**Supplied passage**
━━━━━━━━━━━━━━━━

From 32da4d7cec893e9231af978c67abde6f37477581 Mon Sep 17 00:00:00 2001
From: Vladimir Davydov <vdavydov.dev@gmail.com>
Date: Sat, 28 Oct 2017 17:11:41 +0300
Subject: [PATCH] vinyl: remove dependency of scheduler on environment

Instead of storing a pointer to vy_env in vy_scheduler, let's:

 - Add pointers to tx_manager::read_views and vy_env::run_env to
   vy_scheduler struct. They are needed to create a write iterator
   for a dump/compaction task.

 - Add a callback to struct vy_scheduler that is called upon dump
   completion to free memory. This allows us to eliminate accesses
   vy_env::quota and vy_env::allocator from vy_scheduler code.

 - Move the assert that assures that the scheduler isn't started during
   local recovery from vy_scheduler_f() to vy_env_quota_exceeded_cb()
   callback so that we don't need to access vy_env::status from the
   scheduler code. Note, after this change we have to set vy_env::status
   to VINYL_ONLINE before calling vy_quota_set_limit(), because the
   latter might schedule a dump.

 - Check if we have anything to dump from vy_begin_checkpoint() instead
   of vy_scheduler_begin_checkpoint().

This will allow us to isolate the scheduler code in a separate file.
---
 src/box/vinyl.c | 143 +++++++++++++++++++++++++++++-------------------
 1 file changed, 86 insertions(+), 57 deletions(-)

diff --git a/src/box/vinyl.c b/src/box/vinyl.c
index 0d53354b27..e33a10916b 100644
--- a/src/box/vinyl.c
+++ b/src/box/vinyl.c
@@ -385,9 +385,25 @@ vy_compact_heap_less(struct heap_node *a, struct heap_node *b)
 #undef HEAP_LESS
 #undef HEAP_NAME
 
+typedef void
+(*vy_scheduler_dump_complete_f)(int64_t dump_generation, double dump_duration,
+				void *arg);
+
 struct vy_scheduler {
+	/**
+	 * Function called by the scheduler upon dump round
+	 * completion. It is supposed to free memory released
+	 * by the dump.

━━━━━━━━━━━━━━━━

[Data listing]
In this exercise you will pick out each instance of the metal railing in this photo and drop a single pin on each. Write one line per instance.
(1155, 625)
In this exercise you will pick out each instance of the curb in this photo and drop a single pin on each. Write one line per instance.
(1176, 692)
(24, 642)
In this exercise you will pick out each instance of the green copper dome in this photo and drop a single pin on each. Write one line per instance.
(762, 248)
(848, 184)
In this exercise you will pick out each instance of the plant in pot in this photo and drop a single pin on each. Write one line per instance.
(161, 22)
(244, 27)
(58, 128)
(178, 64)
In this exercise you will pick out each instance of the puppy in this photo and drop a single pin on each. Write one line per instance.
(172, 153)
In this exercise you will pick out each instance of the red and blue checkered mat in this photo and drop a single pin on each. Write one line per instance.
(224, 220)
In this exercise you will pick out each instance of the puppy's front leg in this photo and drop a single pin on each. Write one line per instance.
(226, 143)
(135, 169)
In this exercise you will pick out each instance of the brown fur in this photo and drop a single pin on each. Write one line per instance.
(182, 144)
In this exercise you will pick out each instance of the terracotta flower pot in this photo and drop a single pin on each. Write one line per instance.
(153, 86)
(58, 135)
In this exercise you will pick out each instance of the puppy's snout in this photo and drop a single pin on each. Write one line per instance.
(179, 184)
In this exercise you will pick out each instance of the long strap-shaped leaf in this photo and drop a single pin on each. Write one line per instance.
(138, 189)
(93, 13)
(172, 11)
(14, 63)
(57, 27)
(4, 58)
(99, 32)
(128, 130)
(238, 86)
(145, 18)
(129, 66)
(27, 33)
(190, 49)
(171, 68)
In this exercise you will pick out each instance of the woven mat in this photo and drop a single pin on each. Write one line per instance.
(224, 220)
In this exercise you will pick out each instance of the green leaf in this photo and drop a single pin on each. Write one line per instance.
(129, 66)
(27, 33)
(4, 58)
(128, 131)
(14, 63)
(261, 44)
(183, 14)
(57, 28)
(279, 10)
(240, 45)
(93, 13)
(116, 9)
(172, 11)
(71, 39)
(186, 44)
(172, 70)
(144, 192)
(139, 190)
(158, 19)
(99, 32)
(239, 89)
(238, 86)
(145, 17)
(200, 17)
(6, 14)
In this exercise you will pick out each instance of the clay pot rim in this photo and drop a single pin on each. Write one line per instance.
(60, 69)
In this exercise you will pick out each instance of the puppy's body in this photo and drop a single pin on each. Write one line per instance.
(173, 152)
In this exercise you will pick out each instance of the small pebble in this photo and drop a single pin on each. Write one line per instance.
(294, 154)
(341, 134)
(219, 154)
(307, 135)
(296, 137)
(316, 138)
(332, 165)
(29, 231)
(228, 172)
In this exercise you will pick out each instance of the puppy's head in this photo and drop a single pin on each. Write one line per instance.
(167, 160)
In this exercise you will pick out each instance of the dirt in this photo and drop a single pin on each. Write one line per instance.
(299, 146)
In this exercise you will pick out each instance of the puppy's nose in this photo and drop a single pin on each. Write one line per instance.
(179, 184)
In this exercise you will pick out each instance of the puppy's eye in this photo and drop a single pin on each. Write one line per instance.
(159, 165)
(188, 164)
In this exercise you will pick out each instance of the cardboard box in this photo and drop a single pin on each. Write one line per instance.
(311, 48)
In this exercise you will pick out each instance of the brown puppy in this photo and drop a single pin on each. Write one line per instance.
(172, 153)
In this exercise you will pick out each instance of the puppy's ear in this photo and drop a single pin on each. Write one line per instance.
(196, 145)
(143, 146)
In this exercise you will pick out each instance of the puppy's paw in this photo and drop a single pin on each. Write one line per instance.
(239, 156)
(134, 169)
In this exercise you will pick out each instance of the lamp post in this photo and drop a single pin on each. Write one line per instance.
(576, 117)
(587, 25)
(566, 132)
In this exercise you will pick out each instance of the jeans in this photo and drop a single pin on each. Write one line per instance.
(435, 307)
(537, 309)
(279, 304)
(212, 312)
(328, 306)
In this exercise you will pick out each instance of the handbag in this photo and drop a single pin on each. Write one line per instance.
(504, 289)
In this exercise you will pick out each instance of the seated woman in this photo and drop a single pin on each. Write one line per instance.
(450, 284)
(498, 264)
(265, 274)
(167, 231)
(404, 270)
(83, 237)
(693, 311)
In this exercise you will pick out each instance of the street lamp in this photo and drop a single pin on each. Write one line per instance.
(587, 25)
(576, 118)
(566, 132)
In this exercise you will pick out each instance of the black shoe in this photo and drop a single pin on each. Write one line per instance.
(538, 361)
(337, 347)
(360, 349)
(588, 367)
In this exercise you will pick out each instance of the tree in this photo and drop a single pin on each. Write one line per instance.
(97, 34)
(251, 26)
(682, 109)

━━━━━━━━━━━━━━━━

Reproduce the portion of the vinyl scheduler patch starting with "- Add pointers" and going on through "a dump/compaction task.". The records are separate material from the patch.

- Add pointers to tx_manager::read_views and vy_env::run_env to
   vy_scheduler struct. They are needed to create a write iterator
   for a dump/compaction task.